◆ **The task**: Your task is to write out the entire listing exactly, omitting its pictures.

◆ **Given records**:
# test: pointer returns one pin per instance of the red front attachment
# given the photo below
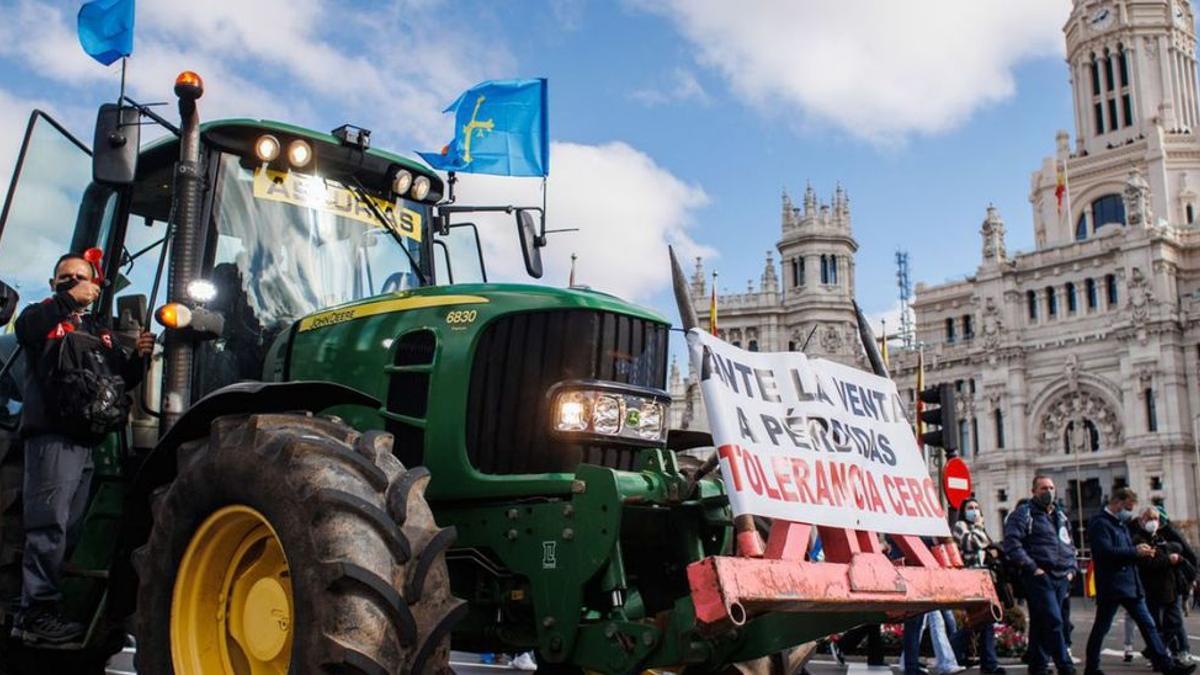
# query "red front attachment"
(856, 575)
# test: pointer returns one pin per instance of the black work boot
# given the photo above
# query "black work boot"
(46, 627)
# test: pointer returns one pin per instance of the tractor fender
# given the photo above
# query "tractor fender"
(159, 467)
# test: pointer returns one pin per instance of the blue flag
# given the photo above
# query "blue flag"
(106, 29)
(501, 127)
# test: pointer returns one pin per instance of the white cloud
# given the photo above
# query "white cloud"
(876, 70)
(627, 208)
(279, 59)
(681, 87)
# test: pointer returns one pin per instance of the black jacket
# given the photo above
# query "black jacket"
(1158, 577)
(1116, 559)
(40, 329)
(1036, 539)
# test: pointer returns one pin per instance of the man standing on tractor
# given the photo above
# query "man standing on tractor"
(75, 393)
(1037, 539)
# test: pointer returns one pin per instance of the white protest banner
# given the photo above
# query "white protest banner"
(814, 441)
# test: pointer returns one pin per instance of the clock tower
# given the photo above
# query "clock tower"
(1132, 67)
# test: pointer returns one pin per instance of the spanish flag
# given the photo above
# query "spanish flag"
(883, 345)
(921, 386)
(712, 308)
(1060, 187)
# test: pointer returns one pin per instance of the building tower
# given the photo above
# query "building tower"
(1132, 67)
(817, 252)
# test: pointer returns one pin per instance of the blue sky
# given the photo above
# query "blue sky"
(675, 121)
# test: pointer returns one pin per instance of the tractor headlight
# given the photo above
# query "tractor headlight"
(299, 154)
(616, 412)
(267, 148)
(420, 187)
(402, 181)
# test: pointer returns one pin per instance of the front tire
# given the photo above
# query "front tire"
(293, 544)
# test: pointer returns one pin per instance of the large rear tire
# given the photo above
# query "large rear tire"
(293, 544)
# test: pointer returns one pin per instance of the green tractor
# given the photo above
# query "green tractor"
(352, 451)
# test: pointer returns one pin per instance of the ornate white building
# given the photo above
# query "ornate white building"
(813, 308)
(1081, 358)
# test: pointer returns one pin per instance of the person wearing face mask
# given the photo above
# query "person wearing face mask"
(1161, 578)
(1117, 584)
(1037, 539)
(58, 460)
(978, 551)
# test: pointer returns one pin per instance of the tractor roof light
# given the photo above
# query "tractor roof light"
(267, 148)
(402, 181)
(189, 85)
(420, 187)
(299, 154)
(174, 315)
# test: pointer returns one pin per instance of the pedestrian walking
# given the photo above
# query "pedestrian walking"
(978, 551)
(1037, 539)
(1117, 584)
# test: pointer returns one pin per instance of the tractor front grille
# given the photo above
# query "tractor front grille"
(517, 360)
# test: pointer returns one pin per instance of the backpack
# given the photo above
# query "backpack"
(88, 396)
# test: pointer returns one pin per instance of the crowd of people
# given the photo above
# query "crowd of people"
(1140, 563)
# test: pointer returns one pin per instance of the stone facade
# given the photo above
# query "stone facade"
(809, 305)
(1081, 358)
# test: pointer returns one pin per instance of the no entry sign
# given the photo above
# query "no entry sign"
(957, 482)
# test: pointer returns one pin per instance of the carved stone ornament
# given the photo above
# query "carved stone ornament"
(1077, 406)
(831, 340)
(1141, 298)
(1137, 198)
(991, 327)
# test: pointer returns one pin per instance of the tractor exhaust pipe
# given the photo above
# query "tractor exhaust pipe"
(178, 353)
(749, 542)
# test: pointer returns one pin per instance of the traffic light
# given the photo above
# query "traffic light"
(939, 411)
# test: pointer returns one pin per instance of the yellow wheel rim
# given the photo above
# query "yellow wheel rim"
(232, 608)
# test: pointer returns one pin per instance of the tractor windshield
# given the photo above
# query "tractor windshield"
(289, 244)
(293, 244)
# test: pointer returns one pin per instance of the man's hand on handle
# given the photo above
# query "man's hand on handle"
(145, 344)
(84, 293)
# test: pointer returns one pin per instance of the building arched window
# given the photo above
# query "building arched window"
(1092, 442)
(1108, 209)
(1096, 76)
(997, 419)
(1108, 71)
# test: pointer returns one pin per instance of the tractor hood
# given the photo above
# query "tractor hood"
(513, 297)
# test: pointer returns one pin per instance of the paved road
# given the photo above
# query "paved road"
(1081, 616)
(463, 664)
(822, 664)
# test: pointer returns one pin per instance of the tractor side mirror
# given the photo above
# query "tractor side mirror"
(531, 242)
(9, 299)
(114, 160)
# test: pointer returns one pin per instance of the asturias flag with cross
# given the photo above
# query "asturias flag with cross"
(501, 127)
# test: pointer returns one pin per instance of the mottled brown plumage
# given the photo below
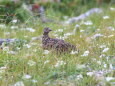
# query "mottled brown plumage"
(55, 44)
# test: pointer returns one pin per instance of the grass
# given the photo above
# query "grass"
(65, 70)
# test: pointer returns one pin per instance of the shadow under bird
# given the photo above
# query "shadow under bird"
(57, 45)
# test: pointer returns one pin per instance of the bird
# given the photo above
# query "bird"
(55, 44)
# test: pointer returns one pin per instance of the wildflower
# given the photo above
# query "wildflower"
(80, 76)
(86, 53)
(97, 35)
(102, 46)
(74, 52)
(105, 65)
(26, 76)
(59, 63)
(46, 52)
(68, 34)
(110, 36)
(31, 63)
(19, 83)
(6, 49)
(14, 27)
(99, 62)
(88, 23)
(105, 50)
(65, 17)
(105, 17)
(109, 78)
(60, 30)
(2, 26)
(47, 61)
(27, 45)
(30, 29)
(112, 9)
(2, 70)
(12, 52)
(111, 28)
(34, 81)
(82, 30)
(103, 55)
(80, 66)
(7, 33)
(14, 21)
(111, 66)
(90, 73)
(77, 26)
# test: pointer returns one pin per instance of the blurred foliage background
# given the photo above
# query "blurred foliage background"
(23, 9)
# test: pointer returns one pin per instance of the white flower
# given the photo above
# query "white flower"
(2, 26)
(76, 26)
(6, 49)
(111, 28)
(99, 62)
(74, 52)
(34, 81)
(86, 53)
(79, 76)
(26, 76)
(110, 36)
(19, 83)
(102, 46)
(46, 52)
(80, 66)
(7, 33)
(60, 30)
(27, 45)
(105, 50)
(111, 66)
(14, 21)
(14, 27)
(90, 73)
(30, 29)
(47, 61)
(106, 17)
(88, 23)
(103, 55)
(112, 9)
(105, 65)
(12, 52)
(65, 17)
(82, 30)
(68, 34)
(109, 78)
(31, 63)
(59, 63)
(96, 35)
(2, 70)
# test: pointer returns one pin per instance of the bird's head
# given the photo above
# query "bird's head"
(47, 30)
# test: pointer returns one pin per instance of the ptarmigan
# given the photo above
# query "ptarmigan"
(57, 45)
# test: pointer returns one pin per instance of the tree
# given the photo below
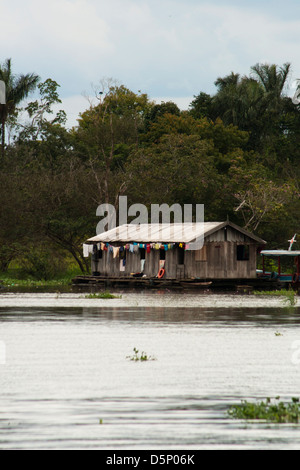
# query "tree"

◆ **Solution for this problem**:
# test: pointer returns one pin per instance of the red front attachment
# given the photo below
# query "red front attachment"
(856, 575)
# test: pointer returns one pin per instance of the black work boot
# given the photo above
# query "black work boot"
(46, 627)
# test: pointer returns one pin per instance of the tractor fender
# given the photo above
# query "tractor fender"
(159, 467)
# test: pointer returns one pin per instance of the blue flag
# given the photo above
# query "blue flag"
(106, 29)
(501, 127)
# test: pointer returns one pin per instance of the white cloud
# given the photo above
# query "white cloud"
(876, 70)
(627, 208)
(279, 59)
(681, 87)
# test: pointer returns one pin per instance of the black jacket
# given the photo above
# query "black jacket"
(1158, 577)
(1116, 559)
(40, 329)
(1036, 539)
# test: pointer returns one pin per instance of the man standing on tractor
# given the photo above
# query "man standing on tractor"
(75, 393)
(1037, 539)
# test: pointer returns one pin per instance of the white protest banner
# given the photo above
# query "white protest banner"
(814, 441)
# test: pointer returns one pin per instance of the clock tower
# given the photo above
# query "clock tower"
(1132, 67)
# test: pointer returns one pin per instance of the spanish flag
# given the photo above
# query "spanish flag"
(883, 345)
(921, 386)
(712, 308)
(1060, 187)
# test: pointer returns one pin per instance of the building tower
# given the photo above
# query "building tower"
(1132, 67)
(817, 252)
# test: pointer returns one pin per instance of the blue sky
# given the photo above
# query "blue sky"
(675, 121)
# test: pointer returns one pin per instance of the tractor headlight
# given the photo above
# query "tractor headlight"
(299, 154)
(616, 412)
(267, 148)
(420, 187)
(402, 181)
# test: pointer returns one pin per instance of the front tire
# given the photo above
# query "front tire"
(293, 544)
# test: pointer returns one pin per instance of the large rear tire
# given the photo above
# query "large rear tire"
(293, 544)
# test: pointer returns one pin per instance of the green tractor
# given the photo above
# query "green tractor"
(352, 451)
# test: pointer returns one pin per instance of the ornate white building
# given the photo above
# query "ornate white building"
(813, 308)
(1081, 358)
# test: pointer returns one pin per instance of the person wearing face mask
# given the photo above
# query "person wearing face mask"
(1161, 578)
(1117, 584)
(1037, 539)
(58, 460)
(978, 551)
# test: pointer returns one pin per instance of the tractor roof light
# given the photo above
# query "tractor roof light"
(267, 148)
(402, 181)
(189, 85)
(420, 187)
(299, 154)
(174, 315)
# test: pointer returns one pin per instance of the pedestrian walking
# given the photo above
# query "pedestrian walking"
(978, 551)
(1037, 539)
(1117, 584)
# test: pointer returns one pin per instance of the tractor front grille
# given the photo above
# query "tractor front grille"
(517, 360)
# test: pointer returns one pin per instance of the backpack
# given the photo above
# query "backpack"
(88, 396)
# test: pointer returns one pin per instance of the crowd of people
# given the photo above
# query "crowd of people"
(1140, 563)
# test: pointer returns one pin per instance of the stone facade
# given the photo above
# query "stone facade"
(809, 305)
(1081, 358)
# test: pointer returns one pin per instance of the no entry sign
# given the photo above
# query "no entry sign"
(957, 482)
# test: pointer returns one pin per instance of the carved stone ornament
# given the photo above
# query "carved stone ornament"
(1077, 406)
(831, 340)
(1141, 298)
(1137, 198)
(991, 327)
# test: pointer returns one pin per instance of the tractor exhaust pipe
# given the photo above
# query "tractor exhaust pipe"
(178, 353)
(749, 542)
# test: pointer returns one pin per instance of the traffic light
# given the photo above
# query "traffic light"
(939, 411)
# test: pointer returns one pin per instance of the yellow wheel rim
# given the photo above
# query "yellow wheel rim"
(232, 608)
# test: pointer returns one pin per instance of the tractor windshield
# given the photo above
# query "tractor windshield"
(289, 244)
(293, 244)
# test: pointer returns one pin per instance of the man's hand on handle
# given the photo above
# query "man's hand on handle"
(145, 344)
(84, 293)
# test: pointer returns one pin per instance of the building arched window
# given the photo above
# query "building arched window"
(1092, 442)
(1108, 209)
(1096, 76)
(997, 419)
(1108, 71)
# test: pointer returns one pin per instance of the tractor hood
# given the photo above
# query "tractor hood"
(513, 297)
# test: pointer returns one pin per instance of the paved road
# given the photo above
# query "paved road"
(1081, 616)
(463, 664)
(822, 664)
# test: pointer returns one pin per instance of the tractor side mirror
# given the photo above
# query "tractor side mirror"
(531, 242)
(9, 299)
(114, 160)
# test: pointer returns one pin per instance of the asturias flag with cross
# given the photo above
# query "asturias flag with cross"
(501, 127)
# test: pointer returns one pin per instance of the mottled brown plumage
# given the photo below
# query "mottled brown plumage"
(55, 44)
# test: pointer returns one pin per instance of the grass
# given the photo above
# query "grass"
(65, 70)
# test: pointer returns one pin per instance of the shadow under bird
# given the photo above
# query "shadow under bird"
(57, 45)
# test: pointer returns one pin per instance of the bird
# given the photo above
# query "bird"
(55, 44)
# test: pointer returns one pin per instance of the wildflower
# given the photo above
# query "wildflower"
(80, 76)
(86, 53)
(97, 35)
(102, 46)
(74, 52)
(105, 65)
(26, 76)
(59, 63)
(46, 52)
(68, 34)
(110, 36)
(31, 63)
(19, 83)
(6, 49)
(14, 27)
(99, 62)
(88, 23)
(105, 50)
(65, 17)
(105, 17)
(109, 78)
(60, 30)
(2, 26)
(47, 61)
(27, 45)
(30, 29)
(112, 9)
(2, 70)
(12, 52)
(111, 28)
(34, 81)
(82, 30)
(103, 55)
(80, 66)
(7, 33)
(14, 21)
(111, 66)
(90, 73)
(77, 26)
# test: pointer returns one pin per instance of the blurred foliage background
# given the photo above
# query "blurred foliage background"
(23, 9)
# test: pointer returns one pin per instance of the white flower
# given the photo above
# query "white flower"
(2, 26)
(76, 26)
(6, 49)
(111, 28)
(99, 62)
(74, 52)
(34, 81)
(86, 53)
(79, 76)
(26, 76)
(110, 36)
(19, 83)
(102, 46)
(46, 52)
(80, 66)
(7, 33)
(60, 30)
(27, 45)
(105, 50)
(111, 66)
(14, 21)
(14, 27)
(90, 73)
(30, 29)
(47, 61)
(106, 17)
(88, 23)
(103, 55)
(112, 9)
(105, 65)
(12, 52)
(65, 17)
(82, 30)
(68, 34)
(109, 78)
(31, 63)
(59, 63)
(96, 35)
(2, 70)
# test: pointer returns one pin per instance of the bird's head
# given the photo above
# query "bird's head"
(47, 30)
# test: pointer returns one pin per instance of the ptarmigan
# given the photo above
# query "ptarmigan"
(57, 45)
# test: pointer returns one pin per instance of the tree
# given the photo below
# query "tree"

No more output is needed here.